- _What is required_: Lines that include "positive" make up the answer; copy all of them from the data below.

- _Information given_:
=-=-=-=-=

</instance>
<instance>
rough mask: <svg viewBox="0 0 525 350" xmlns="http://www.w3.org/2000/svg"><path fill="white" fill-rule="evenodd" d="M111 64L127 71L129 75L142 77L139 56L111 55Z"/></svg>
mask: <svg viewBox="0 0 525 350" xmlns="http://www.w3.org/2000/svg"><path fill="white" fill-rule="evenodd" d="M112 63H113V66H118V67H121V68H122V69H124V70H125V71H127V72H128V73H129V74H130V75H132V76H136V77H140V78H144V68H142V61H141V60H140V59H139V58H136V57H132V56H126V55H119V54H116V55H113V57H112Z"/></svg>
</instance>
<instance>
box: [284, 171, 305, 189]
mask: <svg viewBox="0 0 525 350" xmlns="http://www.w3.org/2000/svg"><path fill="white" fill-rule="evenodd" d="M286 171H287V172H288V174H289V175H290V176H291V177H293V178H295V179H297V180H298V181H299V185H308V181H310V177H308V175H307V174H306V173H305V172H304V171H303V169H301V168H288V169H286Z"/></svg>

=-=-=-=-=

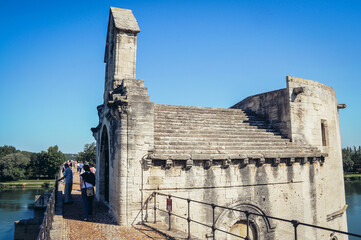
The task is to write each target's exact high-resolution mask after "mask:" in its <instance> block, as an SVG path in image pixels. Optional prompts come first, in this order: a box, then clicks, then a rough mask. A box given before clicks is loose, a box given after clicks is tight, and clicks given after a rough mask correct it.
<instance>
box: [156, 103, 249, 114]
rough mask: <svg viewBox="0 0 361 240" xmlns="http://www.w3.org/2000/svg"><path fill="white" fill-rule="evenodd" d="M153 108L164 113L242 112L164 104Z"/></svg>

=-=-=-=-=

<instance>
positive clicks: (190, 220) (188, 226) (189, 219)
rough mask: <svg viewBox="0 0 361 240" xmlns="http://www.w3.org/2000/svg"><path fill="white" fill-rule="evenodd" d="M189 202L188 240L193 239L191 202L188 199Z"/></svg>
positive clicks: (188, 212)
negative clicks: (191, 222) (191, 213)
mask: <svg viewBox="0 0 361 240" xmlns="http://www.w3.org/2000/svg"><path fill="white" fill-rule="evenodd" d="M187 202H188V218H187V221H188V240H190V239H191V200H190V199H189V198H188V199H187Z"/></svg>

=-=-=-=-=

- _Answer to the problem_:
positive clicks: (190, 220) (188, 226) (189, 219)
positive clicks: (188, 212)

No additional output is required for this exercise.